## [The problem]
Each line of the records containing "plaid" is to be copied out and returned.

## [Data in this exercise]
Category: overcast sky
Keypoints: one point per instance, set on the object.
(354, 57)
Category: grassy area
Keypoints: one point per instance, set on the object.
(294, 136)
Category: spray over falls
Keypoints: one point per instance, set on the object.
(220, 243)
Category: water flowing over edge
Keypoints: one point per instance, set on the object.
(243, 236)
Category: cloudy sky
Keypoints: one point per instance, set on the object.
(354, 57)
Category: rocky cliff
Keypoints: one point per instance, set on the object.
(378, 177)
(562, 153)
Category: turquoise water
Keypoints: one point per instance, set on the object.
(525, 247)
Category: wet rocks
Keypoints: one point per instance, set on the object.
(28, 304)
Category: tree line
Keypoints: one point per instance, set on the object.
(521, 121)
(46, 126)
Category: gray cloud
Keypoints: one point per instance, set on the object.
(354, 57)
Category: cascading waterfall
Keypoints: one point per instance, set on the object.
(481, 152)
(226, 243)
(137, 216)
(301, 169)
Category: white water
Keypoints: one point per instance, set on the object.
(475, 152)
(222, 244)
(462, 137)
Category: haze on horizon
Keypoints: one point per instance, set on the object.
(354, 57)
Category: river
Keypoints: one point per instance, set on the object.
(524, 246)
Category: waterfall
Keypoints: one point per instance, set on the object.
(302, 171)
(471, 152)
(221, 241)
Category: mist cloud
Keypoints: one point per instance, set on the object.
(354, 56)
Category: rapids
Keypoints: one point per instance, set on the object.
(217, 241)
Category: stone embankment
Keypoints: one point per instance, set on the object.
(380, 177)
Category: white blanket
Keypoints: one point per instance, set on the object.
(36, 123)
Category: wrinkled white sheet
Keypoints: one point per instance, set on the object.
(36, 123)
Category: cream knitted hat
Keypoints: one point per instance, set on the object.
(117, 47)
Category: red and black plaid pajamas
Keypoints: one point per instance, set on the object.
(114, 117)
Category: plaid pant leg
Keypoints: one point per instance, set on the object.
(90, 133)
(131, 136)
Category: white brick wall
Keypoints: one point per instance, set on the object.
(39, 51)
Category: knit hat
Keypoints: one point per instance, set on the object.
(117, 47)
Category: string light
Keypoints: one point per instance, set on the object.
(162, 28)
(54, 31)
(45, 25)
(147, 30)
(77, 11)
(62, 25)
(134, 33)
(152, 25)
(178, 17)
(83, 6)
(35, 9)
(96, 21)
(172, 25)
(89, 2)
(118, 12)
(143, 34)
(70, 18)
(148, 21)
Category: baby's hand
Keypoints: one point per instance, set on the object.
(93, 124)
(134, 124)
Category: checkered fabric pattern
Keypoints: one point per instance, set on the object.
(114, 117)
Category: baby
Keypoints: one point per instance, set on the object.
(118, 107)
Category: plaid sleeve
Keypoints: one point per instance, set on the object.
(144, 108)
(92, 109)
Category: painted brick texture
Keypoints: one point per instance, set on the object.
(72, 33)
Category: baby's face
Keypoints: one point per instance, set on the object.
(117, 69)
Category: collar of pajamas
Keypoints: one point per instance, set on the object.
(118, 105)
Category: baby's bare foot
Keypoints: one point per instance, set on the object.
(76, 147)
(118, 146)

## [Response to the task]
Category: red and black plaid pajamas
Category: plaid pant leg
Category: plaid sleeve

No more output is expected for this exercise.